**What is being asked:**
Where the data below begins, start duplicating lines exactly, and finish with the line containing "Expected: one point per instance of the fallen"; add nothing else. Leave the pictures out.
§ §
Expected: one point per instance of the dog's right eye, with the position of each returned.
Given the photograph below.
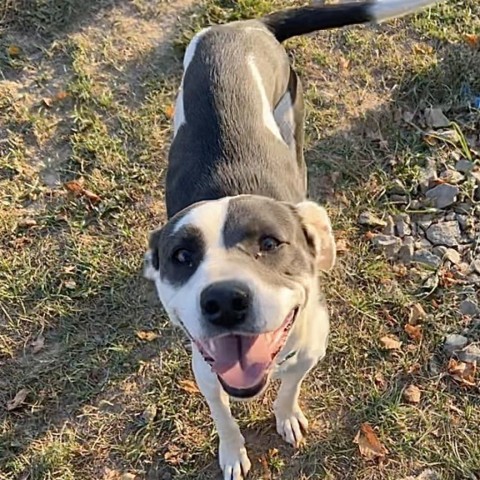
(183, 256)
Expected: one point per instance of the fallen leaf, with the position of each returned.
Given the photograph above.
(368, 443)
(390, 343)
(14, 50)
(37, 344)
(342, 245)
(380, 381)
(150, 413)
(412, 394)
(462, 372)
(147, 336)
(93, 197)
(27, 223)
(189, 386)
(472, 39)
(74, 186)
(170, 112)
(413, 331)
(18, 400)
(417, 313)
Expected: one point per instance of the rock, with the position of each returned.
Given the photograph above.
(464, 166)
(423, 244)
(427, 258)
(427, 175)
(475, 265)
(402, 224)
(470, 354)
(444, 233)
(389, 227)
(435, 118)
(443, 195)
(405, 254)
(453, 256)
(454, 342)
(387, 243)
(369, 219)
(469, 307)
(452, 176)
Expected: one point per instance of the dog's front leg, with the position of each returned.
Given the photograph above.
(232, 453)
(289, 416)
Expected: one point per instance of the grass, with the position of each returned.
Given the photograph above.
(86, 92)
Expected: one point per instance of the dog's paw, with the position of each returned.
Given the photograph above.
(291, 425)
(234, 460)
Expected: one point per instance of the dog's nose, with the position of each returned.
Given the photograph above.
(225, 303)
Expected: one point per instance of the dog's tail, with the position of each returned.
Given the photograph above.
(299, 21)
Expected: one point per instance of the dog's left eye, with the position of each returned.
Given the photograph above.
(268, 244)
(183, 256)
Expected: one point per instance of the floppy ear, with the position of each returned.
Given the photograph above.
(151, 260)
(318, 230)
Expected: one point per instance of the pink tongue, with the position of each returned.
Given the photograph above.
(241, 361)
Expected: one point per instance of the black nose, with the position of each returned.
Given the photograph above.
(225, 303)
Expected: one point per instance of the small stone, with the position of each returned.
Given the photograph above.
(470, 354)
(423, 244)
(444, 233)
(436, 118)
(369, 219)
(469, 307)
(464, 166)
(427, 258)
(439, 251)
(402, 224)
(443, 195)
(387, 243)
(453, 256)
(452, 176)
(427, 175)
(389, 227)
(454, 342)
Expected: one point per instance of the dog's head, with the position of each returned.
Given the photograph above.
(236, 274)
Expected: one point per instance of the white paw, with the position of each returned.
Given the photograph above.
(234, 460)
(291, 425)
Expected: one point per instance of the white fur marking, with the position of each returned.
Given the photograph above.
(179, 116)
(385, 10)
(268, 118)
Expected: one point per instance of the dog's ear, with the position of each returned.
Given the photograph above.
(318, 232)
(151, 263)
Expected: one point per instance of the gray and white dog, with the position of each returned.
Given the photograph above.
(236, 265)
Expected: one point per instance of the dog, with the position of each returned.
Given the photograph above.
(237, 264)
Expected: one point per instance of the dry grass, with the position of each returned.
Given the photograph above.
(85, 95)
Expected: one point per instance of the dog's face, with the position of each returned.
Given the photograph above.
(236, 274)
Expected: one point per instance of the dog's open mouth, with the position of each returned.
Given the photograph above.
(243, 361)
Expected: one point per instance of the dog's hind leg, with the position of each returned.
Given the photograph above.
(232, 453)
(291, 422)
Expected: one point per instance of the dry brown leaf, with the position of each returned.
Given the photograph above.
(462, 372)
(38, 344)
(368, 443)
(18, 400)
(14, 50)
(189, 386)
(93, 197)
(417, 313)
(170, 111)
(412, 394)
(414, 332)
(147, 336)
(74, 186)
(390, 343)
(472, 39)
(342, 245)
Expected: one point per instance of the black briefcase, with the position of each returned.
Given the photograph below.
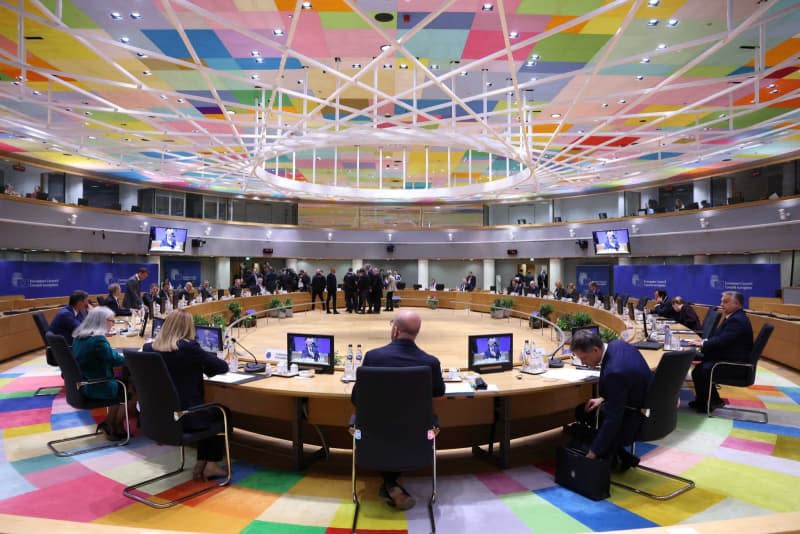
(576, 472)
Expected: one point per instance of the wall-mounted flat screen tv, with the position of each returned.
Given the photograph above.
(611, 242)
(167, 239)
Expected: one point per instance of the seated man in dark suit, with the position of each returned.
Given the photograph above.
(686, 314)
(624, 381)
(732, 342)
(402, 352)
(71, 316)
(113, 300)
(663, 305)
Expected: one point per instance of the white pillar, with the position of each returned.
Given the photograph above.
(555, 272)
(422, 273)
(701, 191)
(488, 274)
(222, 273)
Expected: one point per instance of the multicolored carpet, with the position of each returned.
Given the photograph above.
(741, 469)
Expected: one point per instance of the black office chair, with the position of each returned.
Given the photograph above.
(745, 380)
(394, 427)
(709, 323)
(661, 415)
(73, 381)
(162, 420)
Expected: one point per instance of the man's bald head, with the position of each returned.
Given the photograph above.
(406, 324)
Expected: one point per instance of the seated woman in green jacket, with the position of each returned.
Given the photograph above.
(96, 359)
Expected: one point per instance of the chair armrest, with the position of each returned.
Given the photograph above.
(199, 408)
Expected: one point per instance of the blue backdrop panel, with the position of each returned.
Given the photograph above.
(182, 271)
(699, 283)
(37, 279)
(593, 273)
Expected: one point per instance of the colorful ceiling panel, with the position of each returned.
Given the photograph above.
(400, 101)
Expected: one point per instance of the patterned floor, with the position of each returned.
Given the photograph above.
(741, 469)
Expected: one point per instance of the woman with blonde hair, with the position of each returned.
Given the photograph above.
(187, 362)
(96, 359)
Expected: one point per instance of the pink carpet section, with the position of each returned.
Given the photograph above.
(500, 483)
(748, 445)
(25, 418)
(82, 499)
(32, 383)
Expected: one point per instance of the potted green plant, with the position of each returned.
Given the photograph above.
(275, 307)
(497, 309)
(236, 311)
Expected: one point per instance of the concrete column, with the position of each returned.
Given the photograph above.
(222, 273)
(488, 274)
(556, 272)
(701, 191)
(422, 273)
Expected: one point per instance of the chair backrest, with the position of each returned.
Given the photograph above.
(157, 396)
(662, 396)
(41, 325)
(69, 369)
(394, 413)
(710, 323)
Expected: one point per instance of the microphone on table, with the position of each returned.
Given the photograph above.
(251, 367)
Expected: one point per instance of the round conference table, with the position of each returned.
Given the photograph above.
(315, 412)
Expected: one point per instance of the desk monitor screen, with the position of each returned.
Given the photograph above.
(611, 242)
(164, 239)
(489, 353)
(158, 322)
(209, 337)
(310, 351)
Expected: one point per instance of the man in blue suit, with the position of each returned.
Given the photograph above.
(402, 352)
(71, 316)
(624, 381)
(732, 342)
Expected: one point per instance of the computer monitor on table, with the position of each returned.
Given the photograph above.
(490, 353)
(310, 351)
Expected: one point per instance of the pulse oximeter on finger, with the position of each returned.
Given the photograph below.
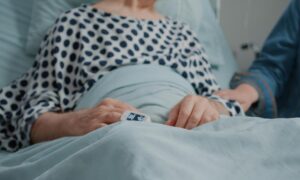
(134, 116)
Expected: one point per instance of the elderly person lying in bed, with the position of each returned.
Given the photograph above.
(84, 45)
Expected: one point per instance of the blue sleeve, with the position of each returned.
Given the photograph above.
(271, 70)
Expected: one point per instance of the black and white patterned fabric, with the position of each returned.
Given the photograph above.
(83, 46)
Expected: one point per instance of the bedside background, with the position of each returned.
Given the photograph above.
(248, 21)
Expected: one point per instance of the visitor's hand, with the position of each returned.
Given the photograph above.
(193, 111)
(245, 94)
(53, 125)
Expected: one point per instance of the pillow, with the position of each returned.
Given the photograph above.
(197, 13)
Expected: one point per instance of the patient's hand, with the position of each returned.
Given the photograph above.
(51, 126)
(245, 94)
(193, 111)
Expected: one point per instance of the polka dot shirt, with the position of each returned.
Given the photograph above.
(85, 44)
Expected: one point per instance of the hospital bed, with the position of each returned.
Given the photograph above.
(238, 148)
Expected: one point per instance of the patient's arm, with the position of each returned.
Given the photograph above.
(50, 126)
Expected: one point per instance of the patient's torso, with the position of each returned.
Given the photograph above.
(152, 89)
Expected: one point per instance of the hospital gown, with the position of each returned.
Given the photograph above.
(85, 44)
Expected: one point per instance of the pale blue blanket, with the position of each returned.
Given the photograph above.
(238, 148)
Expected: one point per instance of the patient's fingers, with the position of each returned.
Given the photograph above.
(173, 115)
(195, 116)
(117, 103)
(185, 111)
(227, 94)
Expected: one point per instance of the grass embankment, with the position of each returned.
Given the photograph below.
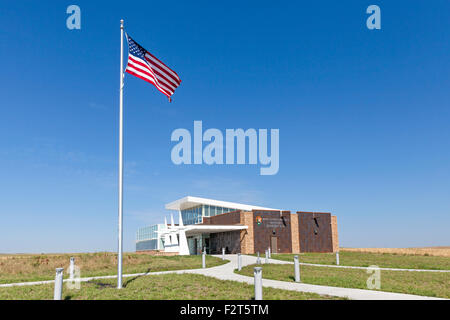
(431, 284)
(30, 267)
(157, 287)
(365, 259)
(425, 251)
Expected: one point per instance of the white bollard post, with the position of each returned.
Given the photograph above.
(258, 283)
(204, 259)
(239, 262)
(58, 284)
(72, 268)
(296, 269)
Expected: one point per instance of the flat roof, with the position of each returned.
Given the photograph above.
(200, 229)
(190, 202)
(194, 229)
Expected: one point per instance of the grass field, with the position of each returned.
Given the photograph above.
(365, 259)
(157, 287)
(431, 284)
(21, 268)
(425, 251)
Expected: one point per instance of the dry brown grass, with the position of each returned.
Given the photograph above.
(32, 267)
(425, 251)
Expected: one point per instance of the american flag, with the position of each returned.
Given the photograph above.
(146, 66)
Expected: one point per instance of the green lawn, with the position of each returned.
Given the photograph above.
(21, 268)
(157, 287)
(386, 260)
(431, 284)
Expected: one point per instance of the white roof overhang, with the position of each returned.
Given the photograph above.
(190, 202)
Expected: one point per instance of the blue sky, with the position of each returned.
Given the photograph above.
(363, 116)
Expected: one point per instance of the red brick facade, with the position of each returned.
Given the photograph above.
(283, 233)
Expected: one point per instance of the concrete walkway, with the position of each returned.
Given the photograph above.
(226, 272)
(364, 268)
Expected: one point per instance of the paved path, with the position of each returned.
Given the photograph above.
(364, 268)
(226, 272)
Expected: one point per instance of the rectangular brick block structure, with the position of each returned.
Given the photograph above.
(272, 229)
(315, 229)
(334, 233)
(282, 231)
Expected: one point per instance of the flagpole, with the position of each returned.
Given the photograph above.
(120, 248)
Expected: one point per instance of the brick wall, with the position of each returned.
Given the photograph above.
(334, 233)
(272, 225)
(315, 232)
(228, 240)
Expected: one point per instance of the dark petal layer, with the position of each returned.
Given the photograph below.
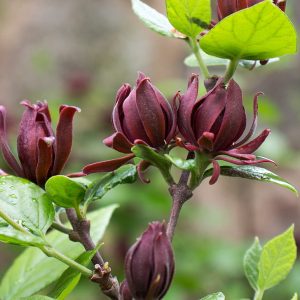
(119, 142)
(208, 111)
(107, 165)
(30, 131)
(117, 114)
(186, 105)
(151, 113)
(143, 166)
(234, 120)
(7, 154)
(132, 125)
(45, 156)
(254, 122)
(254, 144)
(216, 172)
(64, 136)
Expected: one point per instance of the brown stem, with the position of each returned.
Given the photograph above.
(102, 275)
(180, 194)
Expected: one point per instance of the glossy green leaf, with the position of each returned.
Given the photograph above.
(215, 296)
(124, 175)
(277, 259)
(148, 154)
(189, 17)
(295, 297)
(70, 278)
(251, 260)
(64, 191)
(10, 235)
(254, 173)
(33, 270)
(191, 61)
(38, 297)
(152, 18)
(26, 203)
(260, 32)
(188, 164)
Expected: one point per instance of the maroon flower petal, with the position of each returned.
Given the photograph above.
(151, 113)
(206, 141)
(173, 120)
(119, 142)
(216, 172)
(234, 118)
(107, 165)
(122, 94)
(254, 144)
(185, 110)
(7, 154)
(143, 166)
(64, 136)
(254, 122)
(45, 155)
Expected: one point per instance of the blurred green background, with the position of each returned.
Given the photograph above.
(79, 52)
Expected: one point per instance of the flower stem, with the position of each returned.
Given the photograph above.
(11, 222)
(231, 68)
(61, 228)
(258, 295)
(68, 261)
(196, 50)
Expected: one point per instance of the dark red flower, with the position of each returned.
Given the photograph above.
(215, 123)
(228, 7)
(149, 264)
(141, 115)
(42, 153)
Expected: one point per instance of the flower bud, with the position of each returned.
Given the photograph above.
(215, 124)
(141, 115)
(149, 264)
(42, 153)
(228, 7)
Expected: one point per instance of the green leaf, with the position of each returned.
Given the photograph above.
(64, 191)
(251, 260)
(254, 173)
(26, 203)
(191, 61)
(33, 270)
(188, 164)
(277, 259)
(38, 297)
(152, 18)
(189, 17)
(295, 297)
(10, 235)
(123, 175)
(260, 32)
(70, 278)
(215, 296)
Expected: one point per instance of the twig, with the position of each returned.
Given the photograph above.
(102, 275)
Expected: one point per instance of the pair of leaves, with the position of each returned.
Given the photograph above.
(266, 266)
(260, 32)
(67, 192)
(189, 17)
(26, 204)
(33, 270)
(215, 296)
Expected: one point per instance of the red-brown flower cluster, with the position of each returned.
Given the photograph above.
(42, 153)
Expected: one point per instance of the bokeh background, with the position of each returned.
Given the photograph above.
(79, 52)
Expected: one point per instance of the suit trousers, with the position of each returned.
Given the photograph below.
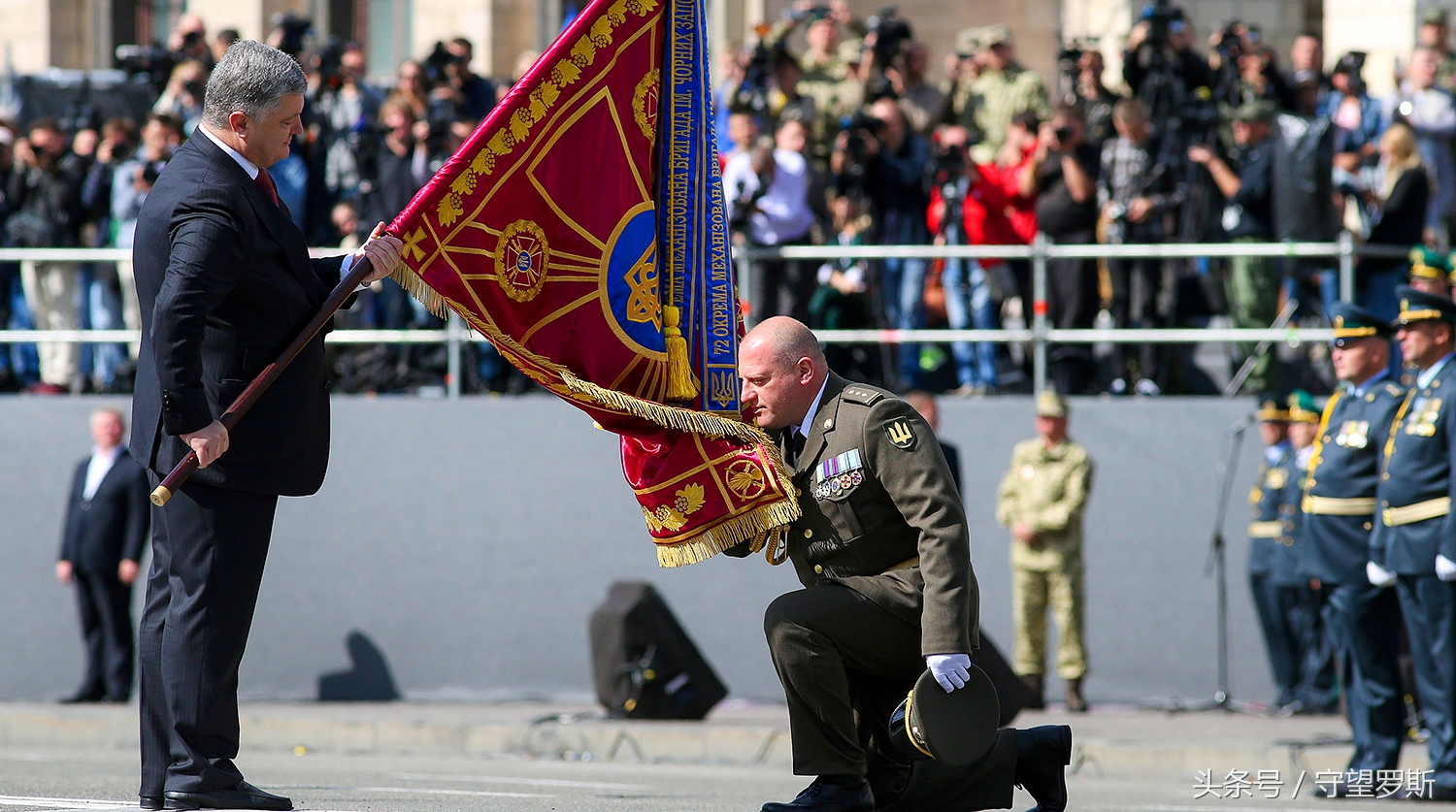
(1430, 617)
(209, 547)
(105, 613)
(1281, 636)
(846, 664)
(1065, 593)
(1363, 623)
§ §
**Solution to this exercise:**
Expected: one point per instance of the dog's right eye, with the position of each returned.
Given the photograph below.
(183, 256)
Expected: one point per instance of the fallen leaf, with the position of each returned.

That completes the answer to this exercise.